> _Extract_
State Labor is taking the fight to the government over its economic performance.
Nearly two years has passed since the Labor Party received a monumental drubbing at the last state election.
The party took a big hit in Western Australia for two main reasons – for appearing out of touch with the electorate, and the unpopularity of Julia Gillard's government in Canberra, fuelled by its disastrous mining tax.
The result left the Liberals and Nationals with 38 seats in the Legislative Assembly, and Labor with just 21. On that basis, Labor would need two good election results to have any hope of winning in 2021. That would mean 13 years in the wilderness.
But the sands are shifting in WA politics and Labor is starting to think it's in with a chance at the next poll in 2017.
One reason is beyond the direct control of Premier Colin Barnett and his government; that is the slump in revenue caused by declining royalties and goods and services tax reimbursements.
However Labor leader Mark McGowan, who has just completed three years in the job, is not prepared to let the government off the hook.
Mr McGowan faces a challenging 12 months to position his party for the run-up to the next election. He says the government should have been prepared for the drop in revenue growth.
Identifying the economy as the big issue in 2015, Mr McGowan has zeroed in on the frequently used defence that the change was simply 'just another phase' in the WA economic cycle; the suggestion that, after prolonged growth there's always a slump, with unemployment a natural consequence.
"If it's not unusual then you should plan for it," Mr McGowan told Political Perspective.
"The boom and bust cycles have been there for a long time, and that means you should actually diversify.
"I don't like the fact that we seem to be suffering from the 'Dutch disease'; we have failed to diversify the economy in the good times and now we're going to pay for it when things are not as buoyant in the mining sector. That should have been planned for."
Unlike some past Labor leaders, Mr McGowan – a former Navy lawyer – is happy to promote his links with business.
"I have a great relationship with people across the business community, whether it's mining, agriculture ... I get on well with tourism, manufacturing, education services," he said.

> _Supplied entries_
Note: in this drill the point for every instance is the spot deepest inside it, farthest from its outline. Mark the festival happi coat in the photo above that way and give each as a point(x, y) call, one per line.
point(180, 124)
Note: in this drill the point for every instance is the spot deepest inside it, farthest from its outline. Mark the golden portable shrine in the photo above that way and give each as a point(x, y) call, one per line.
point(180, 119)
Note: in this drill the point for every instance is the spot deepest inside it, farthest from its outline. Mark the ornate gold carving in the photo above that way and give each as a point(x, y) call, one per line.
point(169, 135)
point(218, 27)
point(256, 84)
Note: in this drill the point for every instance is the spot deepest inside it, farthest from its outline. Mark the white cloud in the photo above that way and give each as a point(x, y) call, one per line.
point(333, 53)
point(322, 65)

> _Task set_
• a. Answer these questions from the article on WA Labor:
(i) How many seats did Labor hold in the Legislative Assembly after the last state election?
(ii) How long has Mark McGowan been Labor leader?
(iii) What was Mark McGowan's former job?
• b. Translate this sentence from the article on WA Labor into Spanish: "But the sands are shifting in WA politics and Labor is starting to think it's in with a chance at the next poll in 2017."
• c. Duplicate the passage of the article on WA Labor starting with "Mr McGowan faces" and going on through "told Political Perspective.".

> _Expected responses_
• a.
(i) 21
(ii) Three years
(iii) Navy lawyer

• b. Pero el panorama está cambiando en la política de Australia Occidental y los laboristas empiezan a pensar que tienen posibilidades en las próximas elecciones de 2017.

• c.
Mr McGowan faces a challenging 12 months to position his party for the run-up to the next election. He says the government should have been prepared for the drop in revenue growth.
Identifying the economy as the big issue in 2015, Mr McGowan has zeroed in on the frequently used defence that the change was simply 'just another phase' in the WA economic cycle; the suggestion that, after prolonged growth there's always a slump, with unemployment a natural consequence.
"If it's not unusual then you should plan for it," Mr McGowan told Political Perspective.